FRAGMENTO DE LA FUENTE:
== == ==
LA PERMANENCIA DEL TIRANO

n el siglo XX, la figura del dictador sedujo –literariamente hablando–, a algunas de las mejores plumas de Latinoamérica. Lo mismo los premios Nobel Gabriel García Márquez con El otoño del Patriarca o Mario Vargas Llosa con La fiesta del Chivo, pasando por supuesto por Arturo Roa Bastos y su imperdible Yo el supremo, abordaron con eficacia literaria el gran misterio del poder y sus personeros.

Los dictadores, esos monstruosos y atrayentes individuos, muchos de ellos salidos de la miasma de la sociedad, que tuvieron en la palma de sus manos el destino de su país y, por supuesto, la vida de sus conciudadanos, no han dejado de intrigarnos aún en nuestros días de democracias maltrechas.

Mi abuelo y el dictador, segunda novela del escritor César Tejeda (Ciudad de México, 1984) retoma lo mejor de la narrativa de la dictadura y la ensambla con una historia de investigación autobiográfica. En ella, Tejeda-personaje, un joven escritor mexicano, indaga sobre su pasado inverosímil: fue hijo de un hombre septuagenario cuyo padre –es decir, el abuelo del autor–, tuvo un encuentro tremebundo con el presidente Manuel Estrada Cabrera, déspota que dirigió los destinos de Guatemala entre febrero de 1898 y Abril de 1920.

Tejada-autor centra su novela en un episodio de esos que marcan para siempre a las familias: la marcha que se ve obligado a emprender su abuelo, de nombre Antonio, a través de los casi cincuenta kilómetros que existen entre Antigua y la Ciudad de Guatemala, para carearse con el presidente, quien lo acusa de traidor a la patria. Por supuesto, Antonio no va sólo: lo acompaña un piquete de soldados que se divierte sometiéndolo a simulacros de fusilamiento.

Para agregar más dramatismo, durante esa caminata va a la retaguardia la esposa de Antonio, con su primer hijo en brazos y dentro del pañal del pequeño un revólver cargado con el que pretende liberar a su marido de la muerte.

Artífice de esta trama siniestra fue el presidente Manuel Estrada Cabrera, quien, aunque de origen civil, supo teñir su mandato con excesos dignos de la más sangrienta junta militar, todo ello, por supuesto, mezclado con intentos de legitimarse a través del edificio legaloide que él mismo irguió; además, abrió la puerta de su país a la infame United Fruit, trasnacional que definiría para mal los destinos de toda Centro América.

César Tejada como autor intercala los episodios en que él mismo investiga la historia de su familia con la novelización de la figura de Estrada Cabrera. En ese sentido, las partes en donde Tejada narra su investigación tienen un tono similar al que utiliza Javier Cercas en El Impostor, mientras que en las recreaciones históricas su prosa alcanza registros dignos del mejor realismo mágico: el tirano aparece como un ser mítico y terrible, un Cronos de mil ojos y mil tentáculos que nunca duerme y que es capaz de escuchar los pensamientos. Tales episodios, así como en los que Tejada aborda la historia de su familia son lo más gozoso de la novela.
== == ==
DATOS EN BRUTO:

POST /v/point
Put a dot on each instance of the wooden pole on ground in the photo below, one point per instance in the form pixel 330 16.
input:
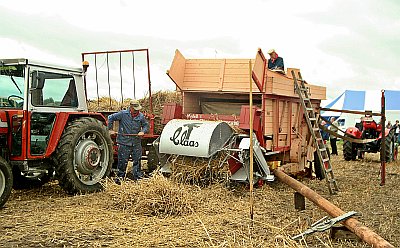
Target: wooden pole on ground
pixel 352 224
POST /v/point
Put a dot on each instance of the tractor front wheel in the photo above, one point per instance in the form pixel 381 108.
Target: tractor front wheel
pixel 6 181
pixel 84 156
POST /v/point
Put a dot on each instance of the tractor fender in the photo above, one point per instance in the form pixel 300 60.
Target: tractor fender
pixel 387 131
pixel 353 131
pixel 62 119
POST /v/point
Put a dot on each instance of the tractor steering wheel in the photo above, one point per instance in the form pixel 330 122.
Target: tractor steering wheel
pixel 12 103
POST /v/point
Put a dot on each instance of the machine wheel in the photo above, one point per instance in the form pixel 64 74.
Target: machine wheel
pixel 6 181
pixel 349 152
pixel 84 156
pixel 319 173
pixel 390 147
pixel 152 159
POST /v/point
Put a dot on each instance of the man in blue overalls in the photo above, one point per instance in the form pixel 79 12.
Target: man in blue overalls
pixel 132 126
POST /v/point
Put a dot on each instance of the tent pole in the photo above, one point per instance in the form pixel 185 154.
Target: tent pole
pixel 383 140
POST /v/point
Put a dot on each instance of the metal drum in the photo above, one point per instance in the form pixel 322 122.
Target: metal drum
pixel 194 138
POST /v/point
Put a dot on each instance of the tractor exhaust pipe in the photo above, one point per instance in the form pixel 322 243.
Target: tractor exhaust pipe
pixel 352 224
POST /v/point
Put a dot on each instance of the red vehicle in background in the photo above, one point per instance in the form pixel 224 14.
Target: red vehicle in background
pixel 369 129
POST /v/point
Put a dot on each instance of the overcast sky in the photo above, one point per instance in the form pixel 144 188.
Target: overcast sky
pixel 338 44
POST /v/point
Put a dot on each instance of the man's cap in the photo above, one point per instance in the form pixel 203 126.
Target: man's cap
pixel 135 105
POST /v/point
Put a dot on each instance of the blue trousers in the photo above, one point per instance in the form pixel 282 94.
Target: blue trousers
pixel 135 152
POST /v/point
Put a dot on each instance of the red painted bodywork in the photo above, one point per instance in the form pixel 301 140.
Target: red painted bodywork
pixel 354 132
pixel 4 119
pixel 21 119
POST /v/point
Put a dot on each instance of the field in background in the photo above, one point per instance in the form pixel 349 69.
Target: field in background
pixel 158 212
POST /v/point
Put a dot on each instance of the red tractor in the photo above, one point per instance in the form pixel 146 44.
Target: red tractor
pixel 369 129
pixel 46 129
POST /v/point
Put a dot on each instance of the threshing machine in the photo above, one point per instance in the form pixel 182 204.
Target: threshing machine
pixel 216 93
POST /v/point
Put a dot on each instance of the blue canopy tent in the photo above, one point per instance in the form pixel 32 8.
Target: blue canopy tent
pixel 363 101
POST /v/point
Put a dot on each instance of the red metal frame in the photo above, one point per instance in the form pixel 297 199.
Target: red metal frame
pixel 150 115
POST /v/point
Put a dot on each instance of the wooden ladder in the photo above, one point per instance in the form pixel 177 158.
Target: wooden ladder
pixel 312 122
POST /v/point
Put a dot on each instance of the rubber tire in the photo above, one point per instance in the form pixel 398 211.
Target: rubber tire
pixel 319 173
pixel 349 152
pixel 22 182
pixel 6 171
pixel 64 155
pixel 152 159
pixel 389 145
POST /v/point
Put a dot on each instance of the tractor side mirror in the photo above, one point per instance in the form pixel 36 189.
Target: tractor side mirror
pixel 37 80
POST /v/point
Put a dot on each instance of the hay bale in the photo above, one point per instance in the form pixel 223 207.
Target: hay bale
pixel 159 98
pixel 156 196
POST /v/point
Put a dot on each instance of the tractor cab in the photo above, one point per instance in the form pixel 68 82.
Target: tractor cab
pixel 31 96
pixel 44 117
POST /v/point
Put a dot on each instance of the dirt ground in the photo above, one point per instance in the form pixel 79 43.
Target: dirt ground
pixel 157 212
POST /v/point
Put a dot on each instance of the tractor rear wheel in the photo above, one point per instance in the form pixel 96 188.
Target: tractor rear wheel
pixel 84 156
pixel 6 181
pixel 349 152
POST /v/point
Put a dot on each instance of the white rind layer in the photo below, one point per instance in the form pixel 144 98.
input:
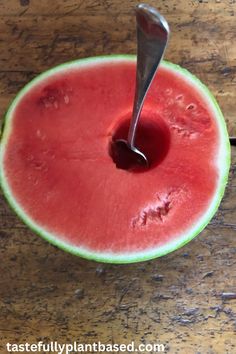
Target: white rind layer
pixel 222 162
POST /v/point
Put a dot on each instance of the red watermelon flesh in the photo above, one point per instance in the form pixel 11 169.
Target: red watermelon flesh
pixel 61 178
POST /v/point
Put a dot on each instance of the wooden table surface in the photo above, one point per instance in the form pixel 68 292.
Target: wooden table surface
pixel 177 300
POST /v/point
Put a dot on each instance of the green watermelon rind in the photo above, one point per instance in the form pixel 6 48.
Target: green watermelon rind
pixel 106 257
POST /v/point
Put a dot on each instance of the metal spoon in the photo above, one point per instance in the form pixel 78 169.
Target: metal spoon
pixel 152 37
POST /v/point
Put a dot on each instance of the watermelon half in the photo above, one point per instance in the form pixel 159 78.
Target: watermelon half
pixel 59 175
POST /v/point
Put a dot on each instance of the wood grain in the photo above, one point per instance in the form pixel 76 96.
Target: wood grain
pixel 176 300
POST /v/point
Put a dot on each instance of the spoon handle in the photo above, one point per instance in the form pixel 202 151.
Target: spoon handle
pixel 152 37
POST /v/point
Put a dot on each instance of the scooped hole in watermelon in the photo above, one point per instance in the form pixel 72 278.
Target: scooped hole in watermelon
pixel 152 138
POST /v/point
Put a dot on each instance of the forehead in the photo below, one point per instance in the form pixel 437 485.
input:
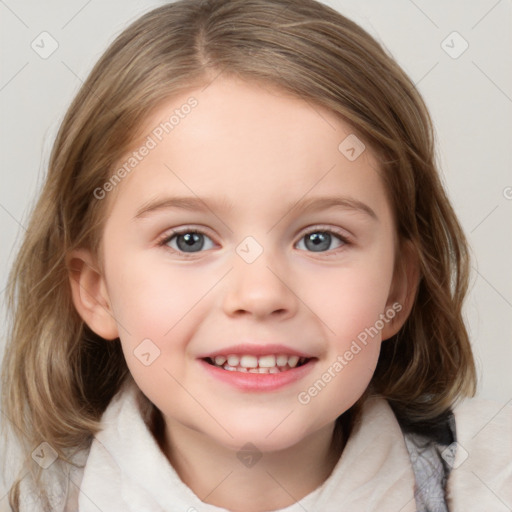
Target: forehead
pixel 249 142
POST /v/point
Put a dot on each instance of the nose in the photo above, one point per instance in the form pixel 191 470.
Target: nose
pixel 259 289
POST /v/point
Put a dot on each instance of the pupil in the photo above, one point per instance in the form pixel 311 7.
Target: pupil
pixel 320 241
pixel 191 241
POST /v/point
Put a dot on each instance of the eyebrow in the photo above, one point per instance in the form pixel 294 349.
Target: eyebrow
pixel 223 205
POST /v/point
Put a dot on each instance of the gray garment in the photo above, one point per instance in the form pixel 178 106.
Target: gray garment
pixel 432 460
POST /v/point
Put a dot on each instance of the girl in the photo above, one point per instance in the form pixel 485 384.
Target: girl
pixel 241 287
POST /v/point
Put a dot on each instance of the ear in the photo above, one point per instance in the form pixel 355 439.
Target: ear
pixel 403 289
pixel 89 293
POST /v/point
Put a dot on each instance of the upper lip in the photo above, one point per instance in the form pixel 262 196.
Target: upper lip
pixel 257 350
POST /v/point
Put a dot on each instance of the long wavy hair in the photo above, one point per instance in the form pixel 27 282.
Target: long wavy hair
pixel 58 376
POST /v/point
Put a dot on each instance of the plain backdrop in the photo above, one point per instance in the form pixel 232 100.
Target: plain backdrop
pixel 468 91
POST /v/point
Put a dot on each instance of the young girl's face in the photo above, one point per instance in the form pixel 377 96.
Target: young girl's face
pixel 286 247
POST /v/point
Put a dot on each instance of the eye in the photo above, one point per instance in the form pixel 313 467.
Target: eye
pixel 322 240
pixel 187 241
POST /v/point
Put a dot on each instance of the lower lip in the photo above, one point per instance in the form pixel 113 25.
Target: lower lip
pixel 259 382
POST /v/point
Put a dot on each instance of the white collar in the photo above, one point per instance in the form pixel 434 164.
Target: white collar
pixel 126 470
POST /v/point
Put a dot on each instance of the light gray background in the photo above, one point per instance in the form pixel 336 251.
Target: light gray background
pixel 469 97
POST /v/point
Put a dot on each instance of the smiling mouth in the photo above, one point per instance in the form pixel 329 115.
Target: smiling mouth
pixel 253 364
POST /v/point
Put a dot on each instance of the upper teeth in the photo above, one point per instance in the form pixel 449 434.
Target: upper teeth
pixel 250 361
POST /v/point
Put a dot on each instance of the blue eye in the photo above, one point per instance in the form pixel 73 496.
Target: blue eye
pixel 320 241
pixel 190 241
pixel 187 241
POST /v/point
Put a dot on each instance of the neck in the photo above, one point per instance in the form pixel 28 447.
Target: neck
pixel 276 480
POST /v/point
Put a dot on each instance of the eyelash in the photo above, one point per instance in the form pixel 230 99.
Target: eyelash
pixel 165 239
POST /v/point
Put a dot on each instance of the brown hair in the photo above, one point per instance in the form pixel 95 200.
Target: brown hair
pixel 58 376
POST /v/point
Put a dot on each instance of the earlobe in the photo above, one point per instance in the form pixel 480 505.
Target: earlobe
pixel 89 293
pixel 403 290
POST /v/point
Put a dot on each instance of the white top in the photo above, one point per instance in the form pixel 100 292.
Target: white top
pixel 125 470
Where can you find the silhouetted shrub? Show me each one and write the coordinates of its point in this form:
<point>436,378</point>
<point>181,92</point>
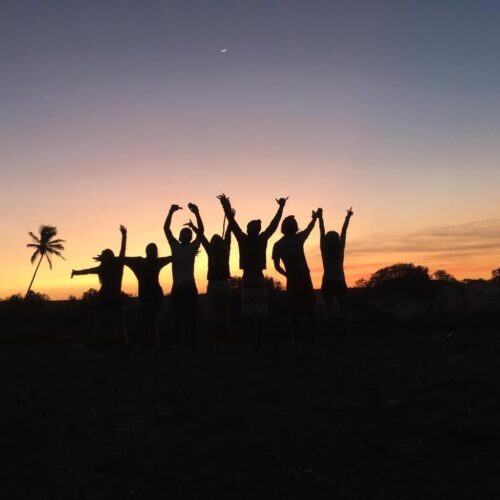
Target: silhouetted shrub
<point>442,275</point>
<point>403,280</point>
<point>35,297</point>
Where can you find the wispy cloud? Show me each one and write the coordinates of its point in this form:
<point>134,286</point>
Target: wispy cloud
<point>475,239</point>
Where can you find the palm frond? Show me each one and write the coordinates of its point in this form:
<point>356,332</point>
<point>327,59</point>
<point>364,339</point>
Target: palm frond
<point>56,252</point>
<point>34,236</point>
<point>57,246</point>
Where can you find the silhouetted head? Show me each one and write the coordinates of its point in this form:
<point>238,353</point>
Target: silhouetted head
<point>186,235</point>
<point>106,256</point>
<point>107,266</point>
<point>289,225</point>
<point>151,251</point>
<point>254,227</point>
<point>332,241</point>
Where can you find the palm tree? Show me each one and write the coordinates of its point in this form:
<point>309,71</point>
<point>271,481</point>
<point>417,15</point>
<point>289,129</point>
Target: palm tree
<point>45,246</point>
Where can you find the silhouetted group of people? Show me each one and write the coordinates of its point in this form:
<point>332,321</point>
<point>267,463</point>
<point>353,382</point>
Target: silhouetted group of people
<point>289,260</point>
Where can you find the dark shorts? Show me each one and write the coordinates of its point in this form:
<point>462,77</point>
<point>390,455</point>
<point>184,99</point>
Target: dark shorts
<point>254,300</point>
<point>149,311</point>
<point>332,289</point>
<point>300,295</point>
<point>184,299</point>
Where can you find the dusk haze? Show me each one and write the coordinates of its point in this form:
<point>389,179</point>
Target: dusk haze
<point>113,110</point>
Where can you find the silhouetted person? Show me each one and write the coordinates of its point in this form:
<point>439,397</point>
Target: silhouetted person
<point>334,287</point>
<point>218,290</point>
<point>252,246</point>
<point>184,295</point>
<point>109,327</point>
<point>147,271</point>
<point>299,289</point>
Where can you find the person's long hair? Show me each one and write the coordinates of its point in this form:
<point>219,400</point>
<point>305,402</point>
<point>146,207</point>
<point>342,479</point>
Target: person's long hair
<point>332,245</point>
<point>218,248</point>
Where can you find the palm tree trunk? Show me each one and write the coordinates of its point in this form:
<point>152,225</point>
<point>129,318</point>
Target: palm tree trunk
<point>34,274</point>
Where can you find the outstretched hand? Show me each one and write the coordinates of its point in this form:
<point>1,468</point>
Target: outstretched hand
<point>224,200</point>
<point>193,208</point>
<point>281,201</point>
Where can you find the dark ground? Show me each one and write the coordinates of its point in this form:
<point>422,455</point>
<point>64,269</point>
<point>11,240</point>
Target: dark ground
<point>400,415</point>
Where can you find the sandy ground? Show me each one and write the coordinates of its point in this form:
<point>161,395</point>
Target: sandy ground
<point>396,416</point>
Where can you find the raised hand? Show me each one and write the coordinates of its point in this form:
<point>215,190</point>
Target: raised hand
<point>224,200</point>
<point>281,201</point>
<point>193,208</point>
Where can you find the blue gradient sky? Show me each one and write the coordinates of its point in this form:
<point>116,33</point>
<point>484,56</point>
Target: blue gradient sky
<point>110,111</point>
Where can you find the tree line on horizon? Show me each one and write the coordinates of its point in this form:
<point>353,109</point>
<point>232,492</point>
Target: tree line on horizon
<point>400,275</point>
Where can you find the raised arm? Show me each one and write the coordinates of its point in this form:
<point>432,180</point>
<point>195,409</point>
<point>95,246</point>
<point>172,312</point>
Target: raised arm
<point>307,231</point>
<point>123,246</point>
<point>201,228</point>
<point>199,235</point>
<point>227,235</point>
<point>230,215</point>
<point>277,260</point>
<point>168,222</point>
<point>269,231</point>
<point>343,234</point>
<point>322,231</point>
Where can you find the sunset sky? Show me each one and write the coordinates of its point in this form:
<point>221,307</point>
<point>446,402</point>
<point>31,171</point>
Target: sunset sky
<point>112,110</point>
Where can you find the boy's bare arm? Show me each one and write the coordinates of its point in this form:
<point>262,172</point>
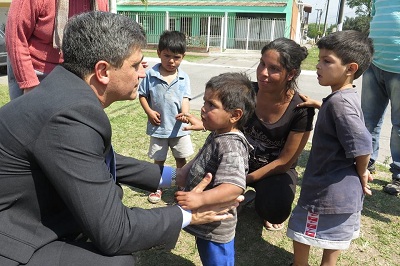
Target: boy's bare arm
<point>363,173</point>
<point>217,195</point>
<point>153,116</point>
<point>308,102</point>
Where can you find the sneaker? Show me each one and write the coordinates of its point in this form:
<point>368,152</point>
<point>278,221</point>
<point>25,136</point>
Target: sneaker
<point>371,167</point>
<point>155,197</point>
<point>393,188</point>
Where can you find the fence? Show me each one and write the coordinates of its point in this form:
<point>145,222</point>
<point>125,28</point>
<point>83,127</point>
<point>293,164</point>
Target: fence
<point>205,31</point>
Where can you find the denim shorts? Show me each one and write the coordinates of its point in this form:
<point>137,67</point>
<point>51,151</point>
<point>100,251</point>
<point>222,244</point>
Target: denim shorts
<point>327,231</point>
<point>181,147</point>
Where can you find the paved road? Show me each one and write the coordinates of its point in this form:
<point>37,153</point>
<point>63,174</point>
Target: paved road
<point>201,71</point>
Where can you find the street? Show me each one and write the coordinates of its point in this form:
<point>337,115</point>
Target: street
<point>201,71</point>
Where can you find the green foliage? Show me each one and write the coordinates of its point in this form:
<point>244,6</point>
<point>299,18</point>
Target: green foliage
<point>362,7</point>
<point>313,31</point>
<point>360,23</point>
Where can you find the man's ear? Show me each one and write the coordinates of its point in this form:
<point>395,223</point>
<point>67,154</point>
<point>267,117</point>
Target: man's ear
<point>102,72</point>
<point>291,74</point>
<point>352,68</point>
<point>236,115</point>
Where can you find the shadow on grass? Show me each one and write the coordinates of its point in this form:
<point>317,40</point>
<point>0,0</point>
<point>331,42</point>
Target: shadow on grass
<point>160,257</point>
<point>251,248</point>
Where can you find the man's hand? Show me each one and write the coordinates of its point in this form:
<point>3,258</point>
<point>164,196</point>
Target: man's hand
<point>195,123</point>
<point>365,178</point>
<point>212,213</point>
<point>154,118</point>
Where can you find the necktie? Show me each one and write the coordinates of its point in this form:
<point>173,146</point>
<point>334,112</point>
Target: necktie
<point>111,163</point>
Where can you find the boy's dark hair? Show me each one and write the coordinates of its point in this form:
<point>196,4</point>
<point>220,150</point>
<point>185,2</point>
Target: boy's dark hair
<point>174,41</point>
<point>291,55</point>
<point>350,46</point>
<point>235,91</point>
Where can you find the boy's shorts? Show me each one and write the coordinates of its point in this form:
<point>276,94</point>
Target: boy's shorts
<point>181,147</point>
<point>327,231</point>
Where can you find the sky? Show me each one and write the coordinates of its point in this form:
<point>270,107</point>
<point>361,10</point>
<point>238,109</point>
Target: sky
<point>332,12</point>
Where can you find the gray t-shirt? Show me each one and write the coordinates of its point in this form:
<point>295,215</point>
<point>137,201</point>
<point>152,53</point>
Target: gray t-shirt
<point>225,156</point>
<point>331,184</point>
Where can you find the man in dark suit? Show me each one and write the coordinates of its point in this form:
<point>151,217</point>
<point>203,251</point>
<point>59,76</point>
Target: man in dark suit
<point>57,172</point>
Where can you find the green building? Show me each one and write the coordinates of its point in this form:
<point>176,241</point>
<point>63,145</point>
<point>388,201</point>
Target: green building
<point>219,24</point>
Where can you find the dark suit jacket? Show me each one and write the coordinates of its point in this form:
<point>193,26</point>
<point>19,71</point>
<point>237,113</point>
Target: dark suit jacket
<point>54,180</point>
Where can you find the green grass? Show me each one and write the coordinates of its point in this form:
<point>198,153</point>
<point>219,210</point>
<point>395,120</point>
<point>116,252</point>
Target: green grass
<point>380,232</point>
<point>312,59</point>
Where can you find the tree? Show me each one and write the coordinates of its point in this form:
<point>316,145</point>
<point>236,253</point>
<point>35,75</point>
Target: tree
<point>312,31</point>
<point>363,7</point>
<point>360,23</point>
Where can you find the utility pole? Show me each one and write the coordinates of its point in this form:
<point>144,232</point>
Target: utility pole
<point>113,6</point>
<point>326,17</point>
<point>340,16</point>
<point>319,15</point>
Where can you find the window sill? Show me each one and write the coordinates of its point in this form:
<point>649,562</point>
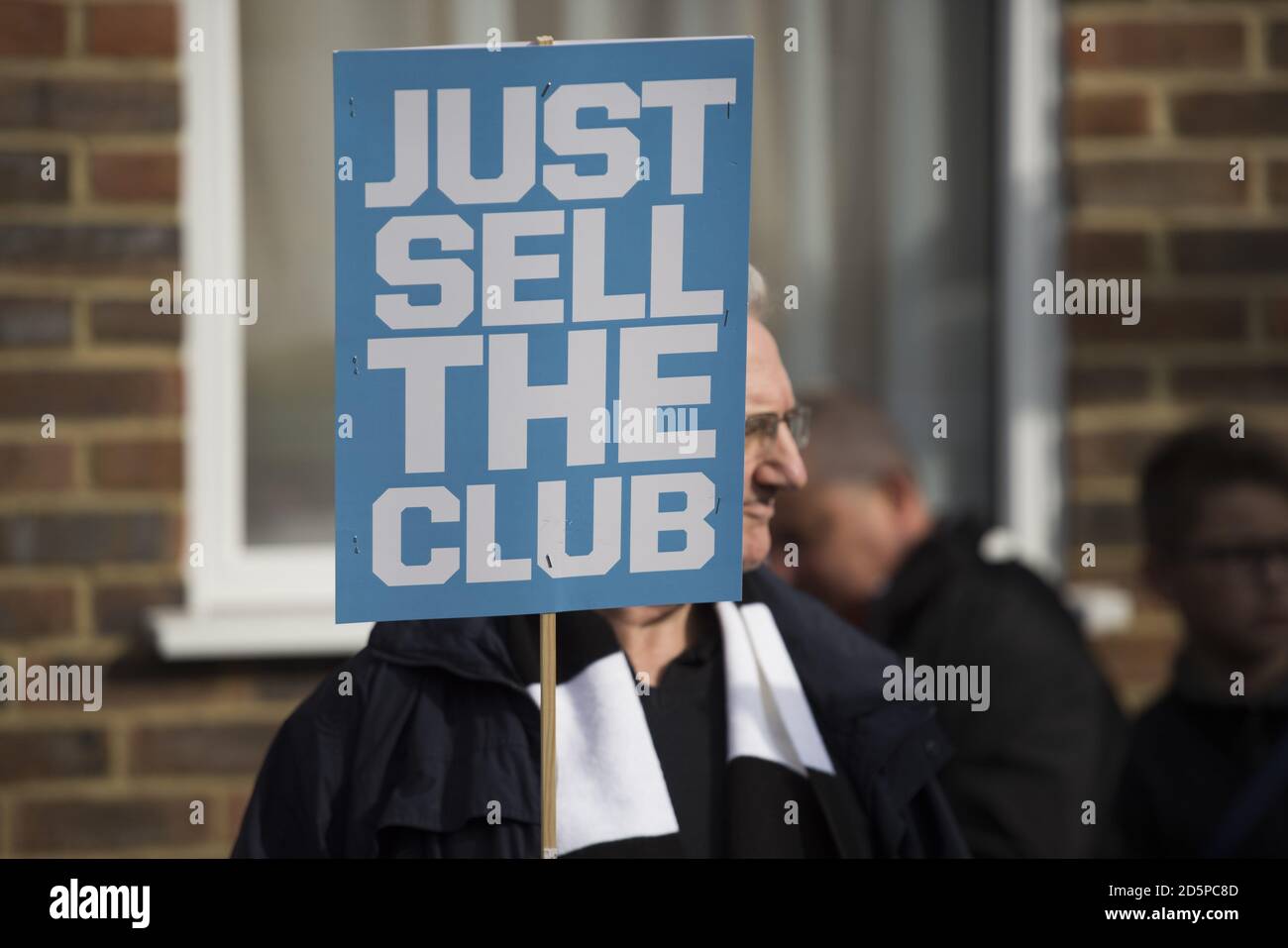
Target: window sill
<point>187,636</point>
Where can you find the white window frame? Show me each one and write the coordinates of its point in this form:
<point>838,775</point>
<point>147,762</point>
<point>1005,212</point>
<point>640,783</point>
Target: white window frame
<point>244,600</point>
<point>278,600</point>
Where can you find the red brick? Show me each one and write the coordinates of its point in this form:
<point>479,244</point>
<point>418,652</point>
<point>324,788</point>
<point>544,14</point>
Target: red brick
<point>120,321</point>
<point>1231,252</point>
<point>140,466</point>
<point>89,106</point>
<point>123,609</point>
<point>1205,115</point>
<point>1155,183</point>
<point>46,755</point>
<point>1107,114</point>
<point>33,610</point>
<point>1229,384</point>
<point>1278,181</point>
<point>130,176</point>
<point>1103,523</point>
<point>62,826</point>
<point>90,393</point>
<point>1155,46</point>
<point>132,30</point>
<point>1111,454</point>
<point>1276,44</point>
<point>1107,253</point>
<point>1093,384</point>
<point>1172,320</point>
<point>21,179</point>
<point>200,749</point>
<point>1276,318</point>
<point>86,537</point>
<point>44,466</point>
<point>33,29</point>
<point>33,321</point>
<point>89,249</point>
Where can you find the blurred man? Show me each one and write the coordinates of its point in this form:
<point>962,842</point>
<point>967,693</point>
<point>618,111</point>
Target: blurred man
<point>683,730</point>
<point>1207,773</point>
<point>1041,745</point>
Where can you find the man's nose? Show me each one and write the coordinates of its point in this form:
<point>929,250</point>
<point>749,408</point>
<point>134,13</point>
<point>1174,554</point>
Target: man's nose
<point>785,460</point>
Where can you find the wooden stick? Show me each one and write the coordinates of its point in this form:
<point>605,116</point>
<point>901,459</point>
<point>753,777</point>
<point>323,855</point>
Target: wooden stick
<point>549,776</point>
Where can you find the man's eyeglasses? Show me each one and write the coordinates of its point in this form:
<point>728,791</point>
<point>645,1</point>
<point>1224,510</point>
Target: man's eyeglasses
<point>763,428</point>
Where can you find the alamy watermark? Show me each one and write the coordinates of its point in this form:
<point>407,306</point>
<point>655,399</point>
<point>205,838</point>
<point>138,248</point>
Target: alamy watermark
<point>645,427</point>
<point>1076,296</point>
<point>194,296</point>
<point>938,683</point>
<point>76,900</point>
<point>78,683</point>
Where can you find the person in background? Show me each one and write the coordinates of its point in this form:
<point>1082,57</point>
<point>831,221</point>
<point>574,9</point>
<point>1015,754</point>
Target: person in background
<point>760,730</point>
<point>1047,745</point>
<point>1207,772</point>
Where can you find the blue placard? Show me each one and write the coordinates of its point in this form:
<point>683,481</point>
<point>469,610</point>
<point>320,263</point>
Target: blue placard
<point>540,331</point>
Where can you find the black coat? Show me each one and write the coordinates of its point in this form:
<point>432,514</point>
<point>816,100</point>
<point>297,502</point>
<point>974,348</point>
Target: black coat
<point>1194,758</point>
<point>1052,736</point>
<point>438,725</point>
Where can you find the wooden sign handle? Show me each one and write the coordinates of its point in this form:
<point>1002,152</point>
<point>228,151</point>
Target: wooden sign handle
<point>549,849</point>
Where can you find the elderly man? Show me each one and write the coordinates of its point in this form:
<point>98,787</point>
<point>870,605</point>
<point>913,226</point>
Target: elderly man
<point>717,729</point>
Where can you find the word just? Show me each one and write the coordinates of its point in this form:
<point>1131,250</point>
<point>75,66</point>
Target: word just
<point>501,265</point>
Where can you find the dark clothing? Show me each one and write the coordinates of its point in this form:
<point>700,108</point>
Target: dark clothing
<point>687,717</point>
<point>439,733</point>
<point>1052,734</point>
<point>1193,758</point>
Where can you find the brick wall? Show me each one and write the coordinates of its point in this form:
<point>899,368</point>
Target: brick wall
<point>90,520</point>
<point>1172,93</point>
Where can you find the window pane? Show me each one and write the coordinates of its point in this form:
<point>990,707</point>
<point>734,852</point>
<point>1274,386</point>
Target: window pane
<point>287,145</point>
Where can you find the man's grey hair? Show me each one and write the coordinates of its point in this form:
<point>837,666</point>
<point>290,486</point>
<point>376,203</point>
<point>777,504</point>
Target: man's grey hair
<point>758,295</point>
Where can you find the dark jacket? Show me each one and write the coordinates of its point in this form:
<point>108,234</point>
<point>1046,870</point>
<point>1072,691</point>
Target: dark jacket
== == ==
TU TAREA:
Resume en dos oraciones la reseña sobre la novela Mi abuelo y el dictador. Este material va aparte de la reseña.

RESPUESTA:
Mi abuelo y el dictador, segunda novela de un escritor nacido en Ciudad de México en 1984, combina la narrativa de la dictadura con una investigación autobiográfica sobre el abuelo del autor, Antonio. El presidente guatemalteco Manuel Estrada Cabrera lo acusó de traidor a la patria y lo obligó a caminar casi cincuenta kilómetros desde Antigua hasta la Ciudad de Guatemala para carearse con él, y la novela alterna esa investigación familiar, de tono similar al de El Impostor de Javier Cercas, con la recreación del tirano como un ser mítico y terrible en una prosa digna del mejor realismo mágico.